AIM OF THE EXERCISE -
Render the lines below, from the line containing "picture on wall?" up to and including the line containing "(60, 138), (156, 300)", as a Markdown table with the columns No. and Text. Number each line and omit blank lines.

SUPPLIED DATA -
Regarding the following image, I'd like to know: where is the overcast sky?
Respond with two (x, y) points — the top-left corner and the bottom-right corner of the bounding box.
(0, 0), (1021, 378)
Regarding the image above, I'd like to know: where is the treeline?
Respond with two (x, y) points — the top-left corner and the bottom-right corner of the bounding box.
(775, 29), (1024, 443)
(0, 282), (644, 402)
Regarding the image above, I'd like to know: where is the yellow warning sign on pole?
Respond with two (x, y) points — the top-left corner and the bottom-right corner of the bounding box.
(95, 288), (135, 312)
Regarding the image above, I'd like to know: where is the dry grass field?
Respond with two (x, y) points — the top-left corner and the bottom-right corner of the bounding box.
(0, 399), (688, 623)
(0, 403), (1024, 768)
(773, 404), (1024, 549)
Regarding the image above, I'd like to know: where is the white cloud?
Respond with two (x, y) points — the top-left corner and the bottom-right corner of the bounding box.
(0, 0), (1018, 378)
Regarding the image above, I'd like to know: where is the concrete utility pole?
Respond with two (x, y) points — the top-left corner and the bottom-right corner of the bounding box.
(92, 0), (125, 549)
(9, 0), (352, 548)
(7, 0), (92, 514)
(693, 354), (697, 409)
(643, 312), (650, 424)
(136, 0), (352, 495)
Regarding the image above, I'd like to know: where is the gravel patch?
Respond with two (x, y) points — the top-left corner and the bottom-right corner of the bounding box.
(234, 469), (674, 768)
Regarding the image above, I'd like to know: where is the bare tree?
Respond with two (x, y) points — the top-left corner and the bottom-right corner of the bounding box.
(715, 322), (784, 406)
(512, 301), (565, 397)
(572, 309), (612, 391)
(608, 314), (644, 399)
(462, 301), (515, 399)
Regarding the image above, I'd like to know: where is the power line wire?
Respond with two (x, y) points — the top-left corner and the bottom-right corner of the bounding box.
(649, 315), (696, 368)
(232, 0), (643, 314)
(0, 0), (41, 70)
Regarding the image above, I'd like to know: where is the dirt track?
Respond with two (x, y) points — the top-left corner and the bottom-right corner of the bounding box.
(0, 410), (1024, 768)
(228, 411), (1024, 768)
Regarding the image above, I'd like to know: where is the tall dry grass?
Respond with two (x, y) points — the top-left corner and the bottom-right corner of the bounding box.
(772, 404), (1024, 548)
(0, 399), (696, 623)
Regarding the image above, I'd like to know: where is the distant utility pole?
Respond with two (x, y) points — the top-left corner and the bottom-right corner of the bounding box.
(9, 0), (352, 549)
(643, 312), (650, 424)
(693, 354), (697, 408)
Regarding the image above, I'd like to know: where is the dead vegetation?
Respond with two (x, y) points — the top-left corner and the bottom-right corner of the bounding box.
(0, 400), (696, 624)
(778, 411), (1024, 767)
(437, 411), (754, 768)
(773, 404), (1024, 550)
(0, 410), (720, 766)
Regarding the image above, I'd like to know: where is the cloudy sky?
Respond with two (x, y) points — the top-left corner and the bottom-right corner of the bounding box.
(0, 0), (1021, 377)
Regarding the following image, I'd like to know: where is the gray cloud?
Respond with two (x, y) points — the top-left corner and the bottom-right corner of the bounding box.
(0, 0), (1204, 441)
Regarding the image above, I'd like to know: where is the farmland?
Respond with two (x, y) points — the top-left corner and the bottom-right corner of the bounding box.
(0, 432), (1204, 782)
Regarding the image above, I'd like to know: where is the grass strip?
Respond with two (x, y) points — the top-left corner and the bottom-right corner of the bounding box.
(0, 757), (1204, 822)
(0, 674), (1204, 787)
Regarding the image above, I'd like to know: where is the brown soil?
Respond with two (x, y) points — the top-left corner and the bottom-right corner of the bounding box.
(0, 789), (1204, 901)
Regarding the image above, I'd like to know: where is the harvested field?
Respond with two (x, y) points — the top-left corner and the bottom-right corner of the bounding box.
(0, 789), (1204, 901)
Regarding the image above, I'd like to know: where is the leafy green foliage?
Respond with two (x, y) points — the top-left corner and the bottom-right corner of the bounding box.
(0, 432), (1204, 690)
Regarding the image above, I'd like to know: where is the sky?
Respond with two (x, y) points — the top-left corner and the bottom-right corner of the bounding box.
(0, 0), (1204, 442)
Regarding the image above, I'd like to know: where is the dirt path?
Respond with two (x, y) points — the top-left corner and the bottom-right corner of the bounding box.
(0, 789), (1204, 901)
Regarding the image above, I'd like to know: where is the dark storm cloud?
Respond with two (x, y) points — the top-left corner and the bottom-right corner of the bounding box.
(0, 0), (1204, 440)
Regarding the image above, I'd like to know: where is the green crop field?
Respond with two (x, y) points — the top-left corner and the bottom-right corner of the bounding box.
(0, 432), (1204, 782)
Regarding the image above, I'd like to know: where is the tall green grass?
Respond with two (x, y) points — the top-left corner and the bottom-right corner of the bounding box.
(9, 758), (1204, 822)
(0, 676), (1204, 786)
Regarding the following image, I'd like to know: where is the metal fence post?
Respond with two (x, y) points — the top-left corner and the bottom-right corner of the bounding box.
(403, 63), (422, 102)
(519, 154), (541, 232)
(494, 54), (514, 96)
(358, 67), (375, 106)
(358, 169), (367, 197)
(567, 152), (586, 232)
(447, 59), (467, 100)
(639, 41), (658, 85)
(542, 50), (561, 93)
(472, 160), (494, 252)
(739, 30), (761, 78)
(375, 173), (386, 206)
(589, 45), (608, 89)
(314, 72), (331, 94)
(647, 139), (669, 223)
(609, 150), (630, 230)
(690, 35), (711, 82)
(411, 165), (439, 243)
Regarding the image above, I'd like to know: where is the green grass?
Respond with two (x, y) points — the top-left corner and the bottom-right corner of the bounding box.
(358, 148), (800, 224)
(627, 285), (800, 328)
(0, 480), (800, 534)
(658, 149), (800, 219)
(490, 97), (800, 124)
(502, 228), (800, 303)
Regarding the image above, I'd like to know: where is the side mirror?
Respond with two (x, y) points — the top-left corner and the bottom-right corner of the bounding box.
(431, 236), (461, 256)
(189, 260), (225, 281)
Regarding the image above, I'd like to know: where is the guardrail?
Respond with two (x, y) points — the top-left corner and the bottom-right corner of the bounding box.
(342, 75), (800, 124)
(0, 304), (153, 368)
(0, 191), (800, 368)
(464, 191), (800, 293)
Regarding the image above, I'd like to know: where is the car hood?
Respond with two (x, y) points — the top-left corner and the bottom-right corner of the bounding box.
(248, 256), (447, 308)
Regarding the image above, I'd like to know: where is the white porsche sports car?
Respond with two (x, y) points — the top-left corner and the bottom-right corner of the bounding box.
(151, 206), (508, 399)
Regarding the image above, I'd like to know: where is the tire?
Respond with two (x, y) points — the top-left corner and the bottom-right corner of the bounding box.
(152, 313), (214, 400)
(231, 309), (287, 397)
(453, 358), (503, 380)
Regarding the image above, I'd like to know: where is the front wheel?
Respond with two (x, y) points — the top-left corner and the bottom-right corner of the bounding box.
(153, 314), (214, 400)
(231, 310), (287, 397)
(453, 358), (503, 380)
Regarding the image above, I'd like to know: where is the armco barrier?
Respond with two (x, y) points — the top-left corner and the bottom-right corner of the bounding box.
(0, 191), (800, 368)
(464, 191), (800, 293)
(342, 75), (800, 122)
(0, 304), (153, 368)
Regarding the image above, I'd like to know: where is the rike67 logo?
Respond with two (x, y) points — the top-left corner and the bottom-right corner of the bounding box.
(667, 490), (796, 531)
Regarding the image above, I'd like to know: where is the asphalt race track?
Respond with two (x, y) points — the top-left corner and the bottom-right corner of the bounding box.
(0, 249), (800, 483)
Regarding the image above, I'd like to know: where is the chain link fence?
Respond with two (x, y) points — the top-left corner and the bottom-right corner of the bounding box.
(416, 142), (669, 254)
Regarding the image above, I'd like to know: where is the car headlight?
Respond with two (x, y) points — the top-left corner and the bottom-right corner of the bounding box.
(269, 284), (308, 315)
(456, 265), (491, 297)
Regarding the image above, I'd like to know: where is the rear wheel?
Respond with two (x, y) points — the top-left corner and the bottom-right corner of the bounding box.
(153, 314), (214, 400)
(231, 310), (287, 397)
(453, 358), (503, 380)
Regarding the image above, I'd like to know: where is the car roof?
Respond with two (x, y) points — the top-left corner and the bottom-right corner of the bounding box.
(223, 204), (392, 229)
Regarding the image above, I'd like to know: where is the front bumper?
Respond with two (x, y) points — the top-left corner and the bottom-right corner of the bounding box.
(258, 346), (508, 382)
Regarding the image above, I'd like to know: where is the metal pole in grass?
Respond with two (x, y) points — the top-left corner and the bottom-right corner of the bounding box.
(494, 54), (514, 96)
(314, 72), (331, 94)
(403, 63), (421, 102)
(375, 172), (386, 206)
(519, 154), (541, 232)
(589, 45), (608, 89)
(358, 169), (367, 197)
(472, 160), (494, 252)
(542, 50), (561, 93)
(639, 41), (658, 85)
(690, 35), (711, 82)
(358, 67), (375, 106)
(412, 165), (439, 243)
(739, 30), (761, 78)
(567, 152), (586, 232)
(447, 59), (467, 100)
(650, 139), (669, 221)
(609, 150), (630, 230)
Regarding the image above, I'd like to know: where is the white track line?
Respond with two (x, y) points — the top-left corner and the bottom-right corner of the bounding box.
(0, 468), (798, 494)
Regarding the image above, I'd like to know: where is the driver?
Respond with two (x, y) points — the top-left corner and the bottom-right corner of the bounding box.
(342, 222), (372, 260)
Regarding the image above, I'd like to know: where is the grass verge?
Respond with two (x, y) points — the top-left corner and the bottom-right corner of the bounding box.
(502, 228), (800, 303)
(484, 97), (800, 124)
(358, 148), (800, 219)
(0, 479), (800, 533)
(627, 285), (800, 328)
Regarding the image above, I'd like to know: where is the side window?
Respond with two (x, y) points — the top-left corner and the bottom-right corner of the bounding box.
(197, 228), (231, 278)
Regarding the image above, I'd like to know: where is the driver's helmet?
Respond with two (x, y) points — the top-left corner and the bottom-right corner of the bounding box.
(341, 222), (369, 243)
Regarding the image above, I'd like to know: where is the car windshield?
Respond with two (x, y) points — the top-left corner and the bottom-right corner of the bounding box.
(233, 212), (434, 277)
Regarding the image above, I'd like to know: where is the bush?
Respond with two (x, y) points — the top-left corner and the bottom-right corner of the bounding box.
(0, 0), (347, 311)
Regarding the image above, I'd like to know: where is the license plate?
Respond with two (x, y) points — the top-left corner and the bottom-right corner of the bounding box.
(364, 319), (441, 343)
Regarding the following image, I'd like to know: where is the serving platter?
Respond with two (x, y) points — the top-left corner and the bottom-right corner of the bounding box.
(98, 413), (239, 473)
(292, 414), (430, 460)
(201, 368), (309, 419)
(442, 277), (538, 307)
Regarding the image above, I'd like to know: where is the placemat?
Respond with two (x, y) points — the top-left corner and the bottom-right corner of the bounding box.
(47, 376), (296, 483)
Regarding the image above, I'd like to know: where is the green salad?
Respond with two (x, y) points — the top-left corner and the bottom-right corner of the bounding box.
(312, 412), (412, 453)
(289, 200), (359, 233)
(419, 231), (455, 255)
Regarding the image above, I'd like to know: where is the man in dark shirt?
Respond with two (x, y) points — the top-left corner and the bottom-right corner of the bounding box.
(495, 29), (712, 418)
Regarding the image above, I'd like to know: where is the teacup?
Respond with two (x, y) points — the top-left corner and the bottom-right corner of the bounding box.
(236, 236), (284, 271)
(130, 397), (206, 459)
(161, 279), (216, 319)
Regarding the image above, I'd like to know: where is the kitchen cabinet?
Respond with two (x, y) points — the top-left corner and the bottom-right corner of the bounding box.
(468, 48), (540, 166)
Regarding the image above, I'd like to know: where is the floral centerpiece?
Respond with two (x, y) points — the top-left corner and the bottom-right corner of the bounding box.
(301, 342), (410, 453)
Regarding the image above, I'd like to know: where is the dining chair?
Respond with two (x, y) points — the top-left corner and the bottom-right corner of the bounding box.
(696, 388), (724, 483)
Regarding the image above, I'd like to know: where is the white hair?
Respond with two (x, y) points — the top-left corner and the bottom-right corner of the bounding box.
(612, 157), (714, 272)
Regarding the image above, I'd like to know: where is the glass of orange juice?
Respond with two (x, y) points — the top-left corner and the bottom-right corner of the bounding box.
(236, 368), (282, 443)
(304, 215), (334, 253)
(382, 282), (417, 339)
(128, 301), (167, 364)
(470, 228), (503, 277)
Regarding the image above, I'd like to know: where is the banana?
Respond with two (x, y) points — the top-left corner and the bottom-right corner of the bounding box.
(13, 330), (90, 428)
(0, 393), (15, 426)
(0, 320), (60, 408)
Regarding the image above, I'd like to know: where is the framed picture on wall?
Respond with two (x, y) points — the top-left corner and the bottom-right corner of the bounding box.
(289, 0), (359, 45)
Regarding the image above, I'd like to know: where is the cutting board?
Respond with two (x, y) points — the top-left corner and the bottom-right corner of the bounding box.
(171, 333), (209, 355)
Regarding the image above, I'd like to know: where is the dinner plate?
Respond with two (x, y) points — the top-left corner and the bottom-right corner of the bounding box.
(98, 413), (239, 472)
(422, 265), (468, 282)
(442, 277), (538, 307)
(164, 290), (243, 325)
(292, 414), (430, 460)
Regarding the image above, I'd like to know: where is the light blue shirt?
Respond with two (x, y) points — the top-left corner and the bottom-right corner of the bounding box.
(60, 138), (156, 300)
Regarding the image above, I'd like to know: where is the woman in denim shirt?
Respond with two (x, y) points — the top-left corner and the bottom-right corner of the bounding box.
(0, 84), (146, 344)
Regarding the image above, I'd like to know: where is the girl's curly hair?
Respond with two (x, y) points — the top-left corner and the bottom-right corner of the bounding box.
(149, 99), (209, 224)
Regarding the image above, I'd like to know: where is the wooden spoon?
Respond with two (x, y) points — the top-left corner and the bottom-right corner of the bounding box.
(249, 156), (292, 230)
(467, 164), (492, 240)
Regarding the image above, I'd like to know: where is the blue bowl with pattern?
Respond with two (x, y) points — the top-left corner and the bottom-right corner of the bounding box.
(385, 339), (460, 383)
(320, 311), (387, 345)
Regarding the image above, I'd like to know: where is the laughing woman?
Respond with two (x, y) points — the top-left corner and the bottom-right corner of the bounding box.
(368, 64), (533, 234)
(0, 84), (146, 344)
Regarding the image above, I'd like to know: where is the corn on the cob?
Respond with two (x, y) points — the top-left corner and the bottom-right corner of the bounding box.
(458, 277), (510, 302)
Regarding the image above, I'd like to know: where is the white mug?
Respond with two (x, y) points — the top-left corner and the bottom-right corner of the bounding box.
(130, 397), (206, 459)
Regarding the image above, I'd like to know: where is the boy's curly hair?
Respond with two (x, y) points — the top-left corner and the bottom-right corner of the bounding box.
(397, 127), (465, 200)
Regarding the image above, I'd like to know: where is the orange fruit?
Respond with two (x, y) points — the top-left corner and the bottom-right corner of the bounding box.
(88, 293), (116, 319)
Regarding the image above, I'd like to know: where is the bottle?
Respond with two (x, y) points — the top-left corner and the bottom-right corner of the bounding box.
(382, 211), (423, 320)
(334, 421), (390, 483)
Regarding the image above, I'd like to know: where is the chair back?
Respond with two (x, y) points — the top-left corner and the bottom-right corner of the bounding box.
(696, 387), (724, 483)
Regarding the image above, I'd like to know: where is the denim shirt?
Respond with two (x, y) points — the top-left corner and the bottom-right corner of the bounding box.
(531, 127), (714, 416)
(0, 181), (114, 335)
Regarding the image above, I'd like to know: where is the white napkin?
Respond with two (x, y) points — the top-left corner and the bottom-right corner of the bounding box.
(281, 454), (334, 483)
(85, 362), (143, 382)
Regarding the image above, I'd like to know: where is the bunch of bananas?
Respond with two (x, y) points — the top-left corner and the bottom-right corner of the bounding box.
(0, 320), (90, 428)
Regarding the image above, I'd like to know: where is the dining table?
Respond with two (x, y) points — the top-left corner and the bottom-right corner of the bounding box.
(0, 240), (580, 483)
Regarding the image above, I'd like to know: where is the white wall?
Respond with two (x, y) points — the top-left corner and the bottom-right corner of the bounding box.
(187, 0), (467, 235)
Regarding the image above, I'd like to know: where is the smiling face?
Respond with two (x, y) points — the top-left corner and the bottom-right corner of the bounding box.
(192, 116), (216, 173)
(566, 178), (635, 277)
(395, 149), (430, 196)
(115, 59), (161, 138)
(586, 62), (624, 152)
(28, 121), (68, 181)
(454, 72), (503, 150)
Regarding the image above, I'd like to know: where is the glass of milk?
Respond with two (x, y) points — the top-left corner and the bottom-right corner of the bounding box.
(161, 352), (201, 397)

EXERCISE SOLUTION -
| No. | Text |
|---|---|
| 1 | Regarding the image above, I'd like to know: where is the framed picture on wall? |
| 2 | Respond with two (x, y) points — the top-left corner and the bottom-right corner of the bounding box. |
| 3 | (289, 0), (359, 45) |
| 4 | Regarding the image above, I'd like to know: where is the cutting board? |
| 5 | Respond with two (x, y) points — the top-left corner and the bottom-right corner of the bounding box. |
| 6 | (171, 333), (209, 355) |
| 7 | Regarding the image above, I'd like to know: where is the dinner plate? |
| 8 | Respond with two (x, y) points — the top-left corner and the bottom-right corner of the bounding box. |
| 9 | (98, 413), (239, 472) |
| 10 | (422, 265), (468, 282) |
| 11 | (442, 277), (538, 307) |
| 12 | (164, 290), (243, 325) |
| 13 | (292, 414), (430, 460) |
| 14 | Regarding the image above, I'd like to know: where is the light blue shirt? |
| 15 | Respond with two (x, y) points — the top-left corner and the bottom-right corner of the bounding box. |
| 16 | (60, 138), (156, 300) |